== Задание a ==
Ответьте по отрывку о переселении харбинцев и синьцзянцев на вопросы ниже:
(i) С какого года харбинцы поехали в Гонконг?
(ii) Сколько семей Аргентина разрешила принять для пробы?
(iii) Сколько месяцев первые переселенцы прожили в Буэнос-Айресе?

== Выбранный отрывок ==
5
С 1955 года харбинсы поехали в Гонконг, там и встретились с нашими.
У харбинсов насчёт обряду было строго. Оне купленну одёжу не носили, толькя свою, у наших синьцзянсов было по-разному, хто носил, а хто нет. У синьцзянсов в Китае в деревнях были и неверующи, и разного согласия, и друг другу не мешали и жили дружно. У харбинсов наоборот – толькя одно согласия часовенно, и с неверными никогда не жили; дистиплина церковная была строгой, пение по крюкам и деменьствóм[12] соблюдалось строго, был большой порядок. У синьцзянсов всё было слабже, пение было по напевке, крюков не знали. У синьцзянсов чин в моленных мужчины и женчины читали и пели, у харбинсов толькя мужчины читали и пели, женчинов не допускали, ради[13] соблазнов.
Харбинсы с 1957 года уже поехали в Бразилию и Австралию, синьцзянсы первы поехали в 1961 году в Австралию, в Аргентину и в Бразилию. Харбинсов было под четыреста семей, а синьцзянсов триста с лишным семей. На первым судне в 1961 году боле сотни семей отправились в Южну Америку, в Бразилию и Чили. В пути известили, что в Чили, куда везли русских, шли землетрясеньи, ето было в Девятым регионе, в Темуко. Тогда Красный Крест обратилось в государьство Аргентинско, и Аргентина для пробы разрешила принять четыре семьи.
Первы переселенсы в Аргентину – ето были Можаевы, Зенюхины, Шарыповы и мы, Зайцевы. По океяну мы плыли два месяца. В Буенос-Айресе нас устроили в никониянской церкви. Интересно, что в Буенос-Айресе очутилось очень много русских белых – военных и светских разных чинов. В Буенос-Айресе мы прожили три месяца, и нас переселили за тысяча сто килóметров от Буенос-Айреса в Патагонию, на Чёрную реку, под названием Синяя долина, провинция Рио-Негро.

== Записи к заданию ==
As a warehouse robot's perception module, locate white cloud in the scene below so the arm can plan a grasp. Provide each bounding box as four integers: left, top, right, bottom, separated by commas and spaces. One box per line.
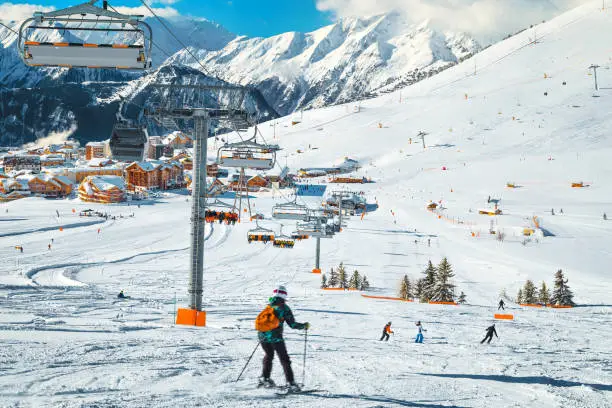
0, 3, 55, 21
114, 6, 179, 18
316, 0, 593, 37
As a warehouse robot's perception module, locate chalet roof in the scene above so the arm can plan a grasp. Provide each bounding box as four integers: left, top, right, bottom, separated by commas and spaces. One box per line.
53, 176, 72, 186
87, 157, 113, 167
83, 176, 125, 191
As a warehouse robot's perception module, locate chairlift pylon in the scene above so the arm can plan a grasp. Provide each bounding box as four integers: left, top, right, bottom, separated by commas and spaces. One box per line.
17, 0, 153, 70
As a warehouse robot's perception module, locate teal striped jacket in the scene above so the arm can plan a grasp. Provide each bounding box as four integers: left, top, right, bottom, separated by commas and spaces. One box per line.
258, 297, 306, 343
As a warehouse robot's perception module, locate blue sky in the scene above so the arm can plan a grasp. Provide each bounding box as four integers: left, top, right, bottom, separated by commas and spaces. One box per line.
0, 0, 332, 37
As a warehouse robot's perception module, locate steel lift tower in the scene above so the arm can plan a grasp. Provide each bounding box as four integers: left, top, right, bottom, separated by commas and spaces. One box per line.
146, 84, 247, 326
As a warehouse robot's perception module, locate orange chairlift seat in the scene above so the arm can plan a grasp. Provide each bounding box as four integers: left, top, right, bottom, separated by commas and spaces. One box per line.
17, 0, 153, 70
247, 221, 274, 244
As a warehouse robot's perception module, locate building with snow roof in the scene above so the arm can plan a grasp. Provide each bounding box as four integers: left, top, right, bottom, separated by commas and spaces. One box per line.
125, 160, 184, 190
85, 142, 108, 160
78, 176, 125, 204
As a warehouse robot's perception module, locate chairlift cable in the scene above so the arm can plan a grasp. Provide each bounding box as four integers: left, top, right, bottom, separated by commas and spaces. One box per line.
107, 3, 172, 58
140, 0, 224, 82
0, 20, 19, 36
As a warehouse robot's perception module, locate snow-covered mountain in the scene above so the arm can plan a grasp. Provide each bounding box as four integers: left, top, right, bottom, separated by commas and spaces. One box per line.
175, 13, 480, 115
0, 13, 480, 144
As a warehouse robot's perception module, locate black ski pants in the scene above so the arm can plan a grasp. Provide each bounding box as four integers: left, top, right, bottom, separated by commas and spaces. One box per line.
261, 341, 295, 384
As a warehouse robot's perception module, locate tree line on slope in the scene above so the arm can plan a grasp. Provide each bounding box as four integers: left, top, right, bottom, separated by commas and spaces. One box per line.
321, 262, 370, 290
516, 269, 576, 306
399, 258, 466, 303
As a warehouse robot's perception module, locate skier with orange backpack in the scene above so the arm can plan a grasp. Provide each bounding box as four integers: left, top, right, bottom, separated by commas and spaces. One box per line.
255, 286, 310, 392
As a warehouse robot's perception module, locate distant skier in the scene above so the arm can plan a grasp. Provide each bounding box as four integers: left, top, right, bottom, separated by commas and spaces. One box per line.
379, 322, 394, 341
255, 286, 310, 392
480, 325, 499, 344
414, 321, 427, 343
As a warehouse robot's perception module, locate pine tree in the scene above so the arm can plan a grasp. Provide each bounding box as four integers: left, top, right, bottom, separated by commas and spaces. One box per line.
523, 279, 538, 305
420, 261, 437, 302
399, 275, 412, 300
430, 258, 455, 302
359, 275, 370, 290
414, 279, 423, 300
550, 269, 576, 306
349, 270, 361, 289
538, 281, 550, 305
327, 268, 338, 288
338, 262, 348, 289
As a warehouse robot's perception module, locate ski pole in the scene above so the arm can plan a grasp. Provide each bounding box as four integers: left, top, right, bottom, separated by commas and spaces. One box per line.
302, 329, 308, 385
235, 342, 259, 382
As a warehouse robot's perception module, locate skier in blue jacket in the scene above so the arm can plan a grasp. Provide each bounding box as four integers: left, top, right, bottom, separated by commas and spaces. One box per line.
414, 320, 427, 343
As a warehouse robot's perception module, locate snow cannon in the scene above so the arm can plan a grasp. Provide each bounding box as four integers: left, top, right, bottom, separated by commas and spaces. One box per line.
176, 308, 206, 327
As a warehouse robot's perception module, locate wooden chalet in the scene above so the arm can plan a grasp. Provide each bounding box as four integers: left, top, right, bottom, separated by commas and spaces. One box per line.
78, 176, 125, 204
125, 160, 184, 190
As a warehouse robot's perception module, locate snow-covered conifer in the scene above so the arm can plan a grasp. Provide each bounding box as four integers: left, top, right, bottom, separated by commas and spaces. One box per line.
430, 258, 455, 302
550, 269, 576, 306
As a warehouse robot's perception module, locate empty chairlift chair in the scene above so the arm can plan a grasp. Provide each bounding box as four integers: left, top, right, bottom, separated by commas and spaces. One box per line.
17, 0, 153, 70
273, 225, 295, 249
272, 199, 309, 221
217, 137, 278, 170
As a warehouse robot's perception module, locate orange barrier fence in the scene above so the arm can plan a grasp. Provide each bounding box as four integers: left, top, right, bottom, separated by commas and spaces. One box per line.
361, 294, 414, 302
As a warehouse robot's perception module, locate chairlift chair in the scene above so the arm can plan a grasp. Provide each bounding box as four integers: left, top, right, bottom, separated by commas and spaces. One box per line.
247, 221, 274, 244
272, 200, 309, 221
17, 0, 153, 70
272, 225, 295, 249
204, 199, 239, 225
217, 139, 276, 170
297, 222, 334, 238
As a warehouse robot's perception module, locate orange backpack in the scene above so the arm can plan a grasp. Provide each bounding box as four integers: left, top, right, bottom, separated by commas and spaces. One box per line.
255, 305, 280, 333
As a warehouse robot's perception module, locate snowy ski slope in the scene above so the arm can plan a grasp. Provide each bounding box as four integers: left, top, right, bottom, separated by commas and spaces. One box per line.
0, 2, 612, 408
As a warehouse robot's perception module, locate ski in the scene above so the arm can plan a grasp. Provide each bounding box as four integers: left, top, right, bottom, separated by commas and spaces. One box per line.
275, 388, 325, 397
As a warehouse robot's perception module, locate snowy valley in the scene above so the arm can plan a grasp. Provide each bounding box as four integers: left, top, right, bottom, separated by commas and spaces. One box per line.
0, 1, 612, 408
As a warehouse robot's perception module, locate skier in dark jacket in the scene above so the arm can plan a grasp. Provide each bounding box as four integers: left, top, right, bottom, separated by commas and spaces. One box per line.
480, 325, 499, 344
380, 322, 393, 341
258, 286, 310, 392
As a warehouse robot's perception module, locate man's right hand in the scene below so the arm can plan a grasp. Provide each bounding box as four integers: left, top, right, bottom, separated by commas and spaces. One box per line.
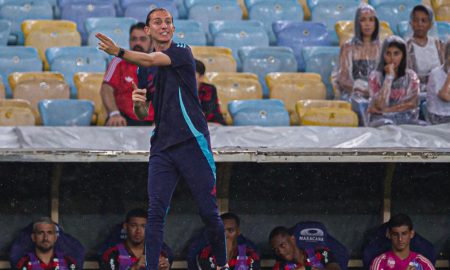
106, 114, 127, 127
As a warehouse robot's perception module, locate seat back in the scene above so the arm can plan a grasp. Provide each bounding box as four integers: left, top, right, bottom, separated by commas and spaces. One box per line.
191, 46, 237, 72
22, 20, 81, 70
266, 72, 327, 124
302, 46, 340, 99
228, 99, 289, 126
173, 20, 206, 46
247, 0, 304, 44
84, 17, 138, 49
272, 21, 331, 71
38, 99, 94, 126
73, 72, 107, 126
206, 72, 263, 125
0, 46, 42, 98
45, 47, 107, 98
61, 1, 116, 44
185, 0, 242, 44
238, 46, 297, 97
0, 0, 53, 45
0, 98, 36, 126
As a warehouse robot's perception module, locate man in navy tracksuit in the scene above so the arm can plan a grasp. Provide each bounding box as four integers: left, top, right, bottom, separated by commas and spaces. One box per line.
96, 8, 228, 270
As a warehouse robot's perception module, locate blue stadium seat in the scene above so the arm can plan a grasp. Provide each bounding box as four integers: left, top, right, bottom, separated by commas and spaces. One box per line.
375, 0, 422, 35
45, 47, 107, 98
0, 20, 11, 46
122, 0, 178, 22
84, 17, 137, 49
0, 0, 53, 45
38, 99, 94, 126
272, 21, 331, 71
246, 0, 303, 44
302, 46, 340, 99
61, 1, 116, 44
173, 20, 206, 46
238, 47, 297, 98
228, 99, 289, 126
209, 21, 269, 70
184, 0, 242, 44
0, 46, 43, 98
311, 0, 358, 46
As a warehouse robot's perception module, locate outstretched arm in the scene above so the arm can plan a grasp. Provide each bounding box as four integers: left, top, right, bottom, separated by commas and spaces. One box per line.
95, 33, 172, 67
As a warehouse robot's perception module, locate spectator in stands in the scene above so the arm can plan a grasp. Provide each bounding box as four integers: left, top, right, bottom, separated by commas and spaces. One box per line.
269, 226, 341, 270
368, 36, 420, 127
427, 40, 450, 124
100, 208, 170, 270
15, 217, 77, 270
100, 22, 153, 126
195, 59, 226, 125
336, 3, 381, 100
370, 214, 434, 270
406, 5, 444, 92
198, 213, 260, 270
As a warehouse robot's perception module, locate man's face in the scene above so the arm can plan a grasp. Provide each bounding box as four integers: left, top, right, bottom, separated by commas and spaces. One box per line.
145, 10, 175, 43
31, 223, 58, 253
130, 28, 151, 53
389, 225, 414, 252
124, 217, 147, 245
270, 235, 295, 261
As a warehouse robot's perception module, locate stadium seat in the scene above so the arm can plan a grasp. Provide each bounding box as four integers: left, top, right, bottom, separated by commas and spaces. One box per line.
173, 20, 206, 46
302, 46, 340, 99
0, 20, 11, 46
45, 47, 107, 98
191, 46, 237, 72
84, 17, 138, 49
38, 99, 94, 126
375, 0, 421, 35
8, 72, 70, 124
73, 72, 107, 126
272, 21, 331, 71
295, 100, 358, 127
0, 98, 36, 126
61, 1, 116, 44
311, 0, 358, 46
22, 20, 81, 70
206, 72, 263, 125
124, 0, 178, 22
266, 72, 327, 124
0, 0, 53, 45
228, 99, 289, 127
184, 0, 242, 44
239, 47, 297, 98
0, 46, 42, 98
209, 21, 269, 70
335, 21, 394, 46
246, 0, 304, 45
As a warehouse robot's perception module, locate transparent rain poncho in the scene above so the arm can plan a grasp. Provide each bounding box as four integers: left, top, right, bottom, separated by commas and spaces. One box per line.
335, 3, 381, 100
368, 36, 421, 127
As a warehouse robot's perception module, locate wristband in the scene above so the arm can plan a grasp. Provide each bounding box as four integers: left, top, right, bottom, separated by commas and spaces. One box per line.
109, 110, 120, 118
117, 48, 125, 58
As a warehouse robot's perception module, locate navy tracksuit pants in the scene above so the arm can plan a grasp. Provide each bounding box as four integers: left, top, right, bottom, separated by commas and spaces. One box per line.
145, 136, 227, 270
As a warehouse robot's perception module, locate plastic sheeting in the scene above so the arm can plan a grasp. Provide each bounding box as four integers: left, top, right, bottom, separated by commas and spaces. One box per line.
0, 124, 450, 151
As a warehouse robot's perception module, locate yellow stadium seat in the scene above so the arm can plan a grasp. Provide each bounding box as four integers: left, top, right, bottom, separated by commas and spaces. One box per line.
0, 99, 36, 126
266, 72, 327, 124
295, 100, 358, 127
335, 21, 394, 45
22, 20, 81, 70
191, 46, 237, 72
8, 72, 70, 124
73, 72, 107, 126
205, 72, 263, 125
435, 3, 450, 22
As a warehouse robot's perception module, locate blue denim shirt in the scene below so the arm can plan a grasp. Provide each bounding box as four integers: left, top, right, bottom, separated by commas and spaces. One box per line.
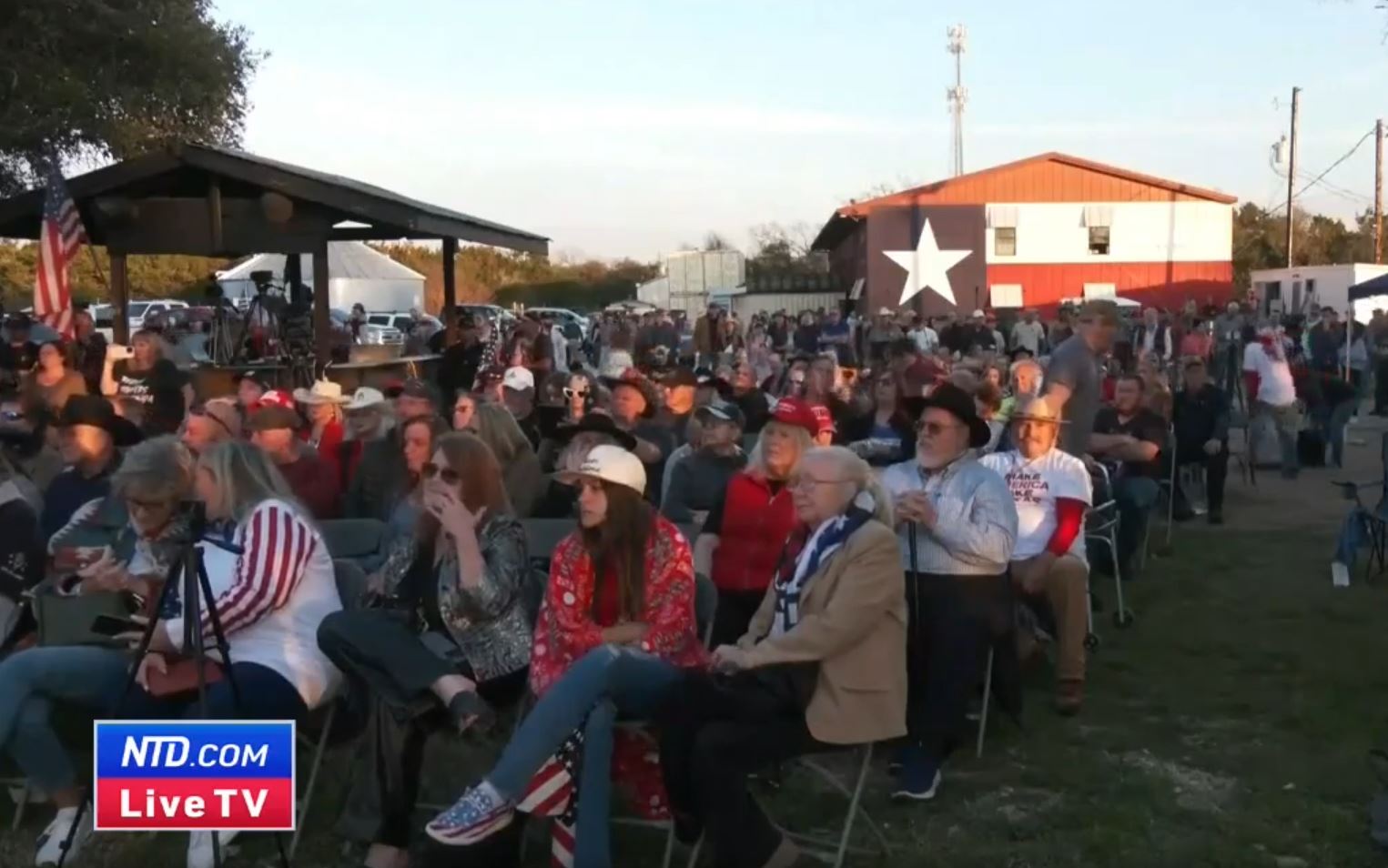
881, 452, 1018, 575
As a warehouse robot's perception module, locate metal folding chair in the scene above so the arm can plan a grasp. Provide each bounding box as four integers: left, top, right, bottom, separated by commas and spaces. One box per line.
1084, 463, 1132, 623
289, 557, 379, 860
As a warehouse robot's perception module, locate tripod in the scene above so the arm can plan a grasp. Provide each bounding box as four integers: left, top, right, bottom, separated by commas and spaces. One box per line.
57, 503, 289, 868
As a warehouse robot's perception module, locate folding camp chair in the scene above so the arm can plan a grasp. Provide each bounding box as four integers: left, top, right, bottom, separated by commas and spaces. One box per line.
1084, 463, 1132, 623
289, 557, 379, 860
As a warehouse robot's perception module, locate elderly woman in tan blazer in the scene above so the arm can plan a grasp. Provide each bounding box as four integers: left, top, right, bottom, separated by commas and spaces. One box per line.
659, 447, 907, 868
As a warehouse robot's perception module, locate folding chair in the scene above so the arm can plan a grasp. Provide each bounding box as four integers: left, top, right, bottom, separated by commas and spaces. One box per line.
1084, 463, 1132, 623
318, 519, 389, 560
289, 557, 369, 860
1331, 431, 1388, 578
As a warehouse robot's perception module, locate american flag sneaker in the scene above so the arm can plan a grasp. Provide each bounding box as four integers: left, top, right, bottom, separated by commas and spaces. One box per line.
425, 783, 515, 847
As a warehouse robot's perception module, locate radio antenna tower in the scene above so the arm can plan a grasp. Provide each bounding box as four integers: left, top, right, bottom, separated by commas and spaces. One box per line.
946, 24, 968, 177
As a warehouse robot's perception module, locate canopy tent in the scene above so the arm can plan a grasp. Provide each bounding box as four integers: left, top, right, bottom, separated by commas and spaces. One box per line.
217, 241, 425, 310
0, 143, 548, 365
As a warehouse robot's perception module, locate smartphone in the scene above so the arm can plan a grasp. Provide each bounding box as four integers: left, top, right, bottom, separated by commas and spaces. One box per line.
92, 614, 145, 636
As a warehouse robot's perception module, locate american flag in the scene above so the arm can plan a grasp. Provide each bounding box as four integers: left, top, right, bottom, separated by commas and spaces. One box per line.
34, 165, 86, 337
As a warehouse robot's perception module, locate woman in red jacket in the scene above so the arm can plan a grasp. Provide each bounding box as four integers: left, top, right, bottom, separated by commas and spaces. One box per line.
428, 445, 708, 868
694, 398, 819, 648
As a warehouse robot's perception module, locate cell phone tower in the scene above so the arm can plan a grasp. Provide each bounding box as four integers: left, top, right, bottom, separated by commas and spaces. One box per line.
946, 24, 968, 177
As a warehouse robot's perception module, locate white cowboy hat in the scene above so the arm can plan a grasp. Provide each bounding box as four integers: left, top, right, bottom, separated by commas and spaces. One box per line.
294, 380, 347, 403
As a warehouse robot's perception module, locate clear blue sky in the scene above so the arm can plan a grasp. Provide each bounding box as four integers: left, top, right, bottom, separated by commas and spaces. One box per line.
218, 0, 1388, 257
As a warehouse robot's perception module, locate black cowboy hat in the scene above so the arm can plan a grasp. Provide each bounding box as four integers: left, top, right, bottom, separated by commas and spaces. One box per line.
553, 413, 635, 452
58, 395, 145, 447
912, 383, 992, 449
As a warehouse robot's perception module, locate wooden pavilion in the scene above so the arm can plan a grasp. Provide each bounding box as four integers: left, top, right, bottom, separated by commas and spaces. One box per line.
0, 143, 548, 365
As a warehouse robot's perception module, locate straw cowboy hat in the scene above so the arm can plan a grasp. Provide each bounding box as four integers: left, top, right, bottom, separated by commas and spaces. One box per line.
1010, 395, 1069, 424
294, 380, 350, 403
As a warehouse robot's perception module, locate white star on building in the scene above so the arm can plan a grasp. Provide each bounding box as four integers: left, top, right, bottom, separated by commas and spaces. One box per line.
881, 217, 973, 305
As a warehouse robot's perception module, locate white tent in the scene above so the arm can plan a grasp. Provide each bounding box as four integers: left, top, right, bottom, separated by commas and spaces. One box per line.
217, 241, 425, 310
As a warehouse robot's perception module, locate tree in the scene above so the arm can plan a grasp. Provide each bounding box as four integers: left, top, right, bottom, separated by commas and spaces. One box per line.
0, 0, 262, 196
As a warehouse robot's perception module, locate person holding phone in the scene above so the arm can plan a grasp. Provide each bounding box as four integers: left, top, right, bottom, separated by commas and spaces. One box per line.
0, 437, 193, 865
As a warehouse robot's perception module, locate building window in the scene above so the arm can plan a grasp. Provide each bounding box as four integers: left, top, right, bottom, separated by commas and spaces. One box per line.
992, 226, 1018, 257
1089, 226, 1109, 257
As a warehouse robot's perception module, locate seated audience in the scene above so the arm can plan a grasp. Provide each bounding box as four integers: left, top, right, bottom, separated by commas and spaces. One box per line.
246, 389, 339, 519
471, 403, 544, 519
980, 397, 1094, 714
1089, 374, 1166, 570
881, 384, 1018, 802
101, 328, 193, 434
659, 447, 907, 868
843, 370, 915, 468
428, 447, 706, 865
294, 380, 347, 479
24, 341, 87, 419
179, 398, 241, 456
318, 429, 533, 868
338, 386, 396, 490
661, 402, 746, 526
694, 398, 819, 646
39, 395, 132, 538
1171, 358, 1229, 524
0, 435, 193, 865
121, 438, 341, 868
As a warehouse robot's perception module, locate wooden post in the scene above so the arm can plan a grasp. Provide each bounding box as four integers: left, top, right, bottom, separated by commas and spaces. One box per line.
106, 248, 130, 347
207, 177, 222, 254
313, 238, 333, 370
439, 238, 458, 347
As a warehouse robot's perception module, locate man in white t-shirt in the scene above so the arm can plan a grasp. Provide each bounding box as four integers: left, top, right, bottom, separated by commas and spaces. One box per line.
980, 397, 1094, 714
1243, 328, 1301, 479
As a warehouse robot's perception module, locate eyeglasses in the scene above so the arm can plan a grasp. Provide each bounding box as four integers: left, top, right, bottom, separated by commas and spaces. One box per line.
917, 421, 963, 437
420, 461, 462, 485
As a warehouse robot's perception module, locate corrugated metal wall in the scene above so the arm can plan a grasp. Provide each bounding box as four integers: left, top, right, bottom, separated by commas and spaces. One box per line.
733, 293, 844, 322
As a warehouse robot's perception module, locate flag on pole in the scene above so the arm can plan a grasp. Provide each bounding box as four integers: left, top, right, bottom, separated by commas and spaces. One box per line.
34, 162, 86, 337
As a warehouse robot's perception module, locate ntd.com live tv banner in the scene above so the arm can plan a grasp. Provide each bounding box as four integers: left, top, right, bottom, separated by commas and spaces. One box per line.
93, 721, 294, 832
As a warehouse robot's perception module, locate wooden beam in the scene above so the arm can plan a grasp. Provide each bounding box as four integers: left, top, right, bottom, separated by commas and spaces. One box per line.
314, 240, 333, 370
207, 175, 225, 252
439, 238, 458, 345
108, 249, 130, 347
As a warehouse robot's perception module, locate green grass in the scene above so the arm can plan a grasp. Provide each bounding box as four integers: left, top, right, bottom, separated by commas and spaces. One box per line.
0, 529, 1388, 868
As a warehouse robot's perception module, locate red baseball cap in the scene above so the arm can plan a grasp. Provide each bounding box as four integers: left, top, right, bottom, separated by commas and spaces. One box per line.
770, 398, 819, 437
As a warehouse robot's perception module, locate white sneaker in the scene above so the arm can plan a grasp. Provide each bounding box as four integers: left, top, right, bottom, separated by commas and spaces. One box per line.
187, 831, 240, 868
34, 808, 92, 865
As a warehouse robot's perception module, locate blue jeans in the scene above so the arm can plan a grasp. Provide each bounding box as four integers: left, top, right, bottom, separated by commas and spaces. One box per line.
487, 645, 680, 868
0, 645, 130, 793
1113, 476, 1160, 580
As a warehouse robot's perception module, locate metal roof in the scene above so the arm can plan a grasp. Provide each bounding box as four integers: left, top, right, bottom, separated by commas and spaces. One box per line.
217, 241, 425, 283
0, 143, 548, 255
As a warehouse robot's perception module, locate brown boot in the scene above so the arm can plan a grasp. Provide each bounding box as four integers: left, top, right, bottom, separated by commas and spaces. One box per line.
1055, 678, 1084, 717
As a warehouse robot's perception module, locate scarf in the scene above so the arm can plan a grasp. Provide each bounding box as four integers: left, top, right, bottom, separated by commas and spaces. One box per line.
770, 490, 877, 636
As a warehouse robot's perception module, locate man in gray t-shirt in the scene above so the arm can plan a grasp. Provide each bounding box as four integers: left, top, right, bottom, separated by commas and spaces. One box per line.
1045, 299, 1119, 458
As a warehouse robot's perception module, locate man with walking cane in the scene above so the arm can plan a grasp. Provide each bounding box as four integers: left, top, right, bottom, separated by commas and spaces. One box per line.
883, 384, 1018, 802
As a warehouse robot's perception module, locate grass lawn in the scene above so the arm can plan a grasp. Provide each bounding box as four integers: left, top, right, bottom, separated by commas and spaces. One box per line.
0, 496, 1388, 868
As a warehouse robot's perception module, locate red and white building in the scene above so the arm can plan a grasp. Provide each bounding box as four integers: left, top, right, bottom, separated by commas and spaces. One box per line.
815, 153, 1237, 315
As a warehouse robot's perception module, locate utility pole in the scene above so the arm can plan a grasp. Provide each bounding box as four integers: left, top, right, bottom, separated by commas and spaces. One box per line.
946, 24, 968, 177
1374, 118, 1383, 265
1287, 87, 1301, 267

== Задание b ==
Перепишите строки записей вместе с запросами: начните со строки, где есть "As a warehouse robot's perception module, locate straw", и остановитесь после строки, где есть "0, 0, 262, 196". В ответах сместите каждую координату рамок, прибавив к ней 142.

== Ответ a ==
(i) С 1955 года.
(ii) Четыре семьи.
(iii) Три месяца.

== Ответ b ==
As a warehouse robot's perception module, locate straw cowboy hat in the scene above so the arm can plan a grasp. Provide each bounding box as four integers: left, top, right, bottom, separated by commas and spaces. One box per line.
1152, 537, 1211, 566
436, 522, 492, 545
As a warehouse robot's perception module, locate white star on building in the scene above so the arm can plan a grasp. Provide each bounding box as four integers: left, top, right, bottom, separated by commas and spaces. One box per line.
1023, 359, 1115, 447
As a warehouse robot's perception module, locate white tent in the scene above so the arm can plan a grasp. Provide each bounding box as four integers: left, top, right, bottom, separated by commas and spaces. One box per line.
359, 383, 567, 452
As a warehouse robot's perception module, locate tree in the scene above so the arm can plan a grasp. Provide each bounding box as four integers: left, top, right, bottom, separated by commas and spaces. One box per line.
142, 142, 404, 338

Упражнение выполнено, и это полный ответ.